Rapes of babies surface in DR Congo, says global expert on treating victims

PANZI, DR Congo (AFP) - Rapes of young children and even babies have surfaced in the Democratic Republic of Congo, further worsening the sexual violence ravaging the country like a "cancer," Denis Mukwege, a global expert on treating gang rape victims, told AFP.

Dr Mukwege, who in November received the European Parliament's Sakharov rights prize, said such atrocities began to surface around a year and half ago, with one recent case involving a girl of around 15 months old.

"How can someone kidnap a child at night and bring her in the bush to rape her?" Mukwege said from his office at a hospital in Panzi, outside the city of Bukavu in the eastern Democratic Republic of Congo, a region wracked by years of violence.

He said 30 children had been raped in that manner in the nearby village of Kavumu.

"The condition of the babies who arrive to us like that at the hospital is dramatic. These are things that are completely new."

Armed groups vying for control of the region's vast mineral wealth often use mass rape to terrorise the local population.

Mukwege, however, said fewer rape victims were admitted over the past two years to his hospital as the army carried out offensives against rebel groups and militias in the east.

But at the same time, "several types of rapes that we had not seen before" were rearing their head, he said, referring to the rape of children.

"We now see sexual violence spreading in cities and spreading far from the epicentre in the east," he said. "It's as though rape techniques have been refined."

'IMPUNITY FOR SEX OFFENDERS'

Mukwege said this phenomenon was due to two factors: "the general impunity for sexual offenders" and the fact that former fighters were let loose into civil society without adequate support or counselling.

"This evil is spreading in society like cancer," Mukwege said.

"We have all ignored the way these people were themselves destroyed. They were both executioners and victims.

"When you take a child of 10 to 12, teach him how to rape, kill and destroy - something that he has done for five, six or eight years, and then you place him in society without any treatment, you bring back a dangerous person," said Mukwege, the son of a Pentecostal minister and himself a preacher.

Mukwege said there had been no progress in a controversial tax dispute with Congolese authorities that threatens the very survival of the hospital he founded in 1999.

The Panzi hospital has been locked in a row with tax authorities since late last year, but mediators from the health ministry stress there was no fraud by the clinic.

They say that a difference in estimates was due to conflicting "interpretations" of the tax code.

"We haven't been told anything," Mukwege said. "They continue to demand US$600,000 (S$830,000) but that would mean simply shutting down the hospital."

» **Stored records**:

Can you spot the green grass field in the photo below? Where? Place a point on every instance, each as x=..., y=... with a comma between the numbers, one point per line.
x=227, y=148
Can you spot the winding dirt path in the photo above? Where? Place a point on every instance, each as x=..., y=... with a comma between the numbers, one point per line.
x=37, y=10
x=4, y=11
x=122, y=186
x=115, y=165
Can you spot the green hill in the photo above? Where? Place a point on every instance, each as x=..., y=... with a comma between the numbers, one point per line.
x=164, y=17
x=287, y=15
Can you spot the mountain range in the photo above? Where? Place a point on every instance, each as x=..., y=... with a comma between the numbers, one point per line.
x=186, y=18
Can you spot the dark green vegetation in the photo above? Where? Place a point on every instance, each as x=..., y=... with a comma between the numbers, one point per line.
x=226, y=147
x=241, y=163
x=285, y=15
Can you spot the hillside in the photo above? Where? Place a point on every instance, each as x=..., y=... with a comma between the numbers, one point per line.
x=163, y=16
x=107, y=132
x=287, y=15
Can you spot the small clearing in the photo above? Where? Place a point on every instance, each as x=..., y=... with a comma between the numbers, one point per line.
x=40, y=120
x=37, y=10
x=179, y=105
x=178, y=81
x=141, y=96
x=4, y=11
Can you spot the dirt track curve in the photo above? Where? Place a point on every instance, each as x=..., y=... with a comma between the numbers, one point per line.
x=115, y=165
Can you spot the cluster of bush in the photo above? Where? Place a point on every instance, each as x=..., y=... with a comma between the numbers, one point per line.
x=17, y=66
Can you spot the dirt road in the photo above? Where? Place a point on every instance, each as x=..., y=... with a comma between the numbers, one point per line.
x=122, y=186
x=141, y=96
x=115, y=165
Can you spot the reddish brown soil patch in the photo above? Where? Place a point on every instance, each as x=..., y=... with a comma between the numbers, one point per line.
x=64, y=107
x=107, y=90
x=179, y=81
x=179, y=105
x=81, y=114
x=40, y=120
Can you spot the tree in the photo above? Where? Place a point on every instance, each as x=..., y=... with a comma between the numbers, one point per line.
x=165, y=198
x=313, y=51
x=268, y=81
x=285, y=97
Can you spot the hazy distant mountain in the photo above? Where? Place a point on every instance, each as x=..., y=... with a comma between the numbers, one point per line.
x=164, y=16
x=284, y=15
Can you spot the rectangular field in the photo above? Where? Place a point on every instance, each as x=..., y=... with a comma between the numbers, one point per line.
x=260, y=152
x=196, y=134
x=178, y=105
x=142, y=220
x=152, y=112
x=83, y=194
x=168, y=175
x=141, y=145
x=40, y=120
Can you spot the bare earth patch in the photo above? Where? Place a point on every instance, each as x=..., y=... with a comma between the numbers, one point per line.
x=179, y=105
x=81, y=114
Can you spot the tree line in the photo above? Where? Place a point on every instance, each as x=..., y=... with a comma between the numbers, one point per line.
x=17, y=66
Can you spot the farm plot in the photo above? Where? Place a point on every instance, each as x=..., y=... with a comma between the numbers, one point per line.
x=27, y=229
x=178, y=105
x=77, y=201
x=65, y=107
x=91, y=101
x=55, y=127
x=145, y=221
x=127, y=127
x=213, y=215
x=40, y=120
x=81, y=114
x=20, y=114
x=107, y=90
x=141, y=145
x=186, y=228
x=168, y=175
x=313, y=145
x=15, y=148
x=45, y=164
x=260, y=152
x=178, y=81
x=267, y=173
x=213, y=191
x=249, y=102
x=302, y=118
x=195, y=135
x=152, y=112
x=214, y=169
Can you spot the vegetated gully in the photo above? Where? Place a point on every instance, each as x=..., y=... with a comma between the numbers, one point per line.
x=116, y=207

» **CHECK YOUR UNDERSTANDING**:
1) Using the article, explain in one to three sentences why Mukwege said sexual violence was spreading and why he saw former fighters as dangerous.
2) In the article, what amount are the tax authorities demanding from the Panzi hospital?
The rows have no role in this exercise.

» **RESPONSES PER TASK**:
1) Mukwege blamed two factors: the general impunity for sexual offenders, and the release of former fighters into civil society without adequate support or counseling. He said these fighters had been taken as children of 10 to 12 and taught to rape, kill and destroy for years. Placing them back in society without any treatment therefore brings back a dangerous person.

2) They are demanding US$600,000 (S$830,000).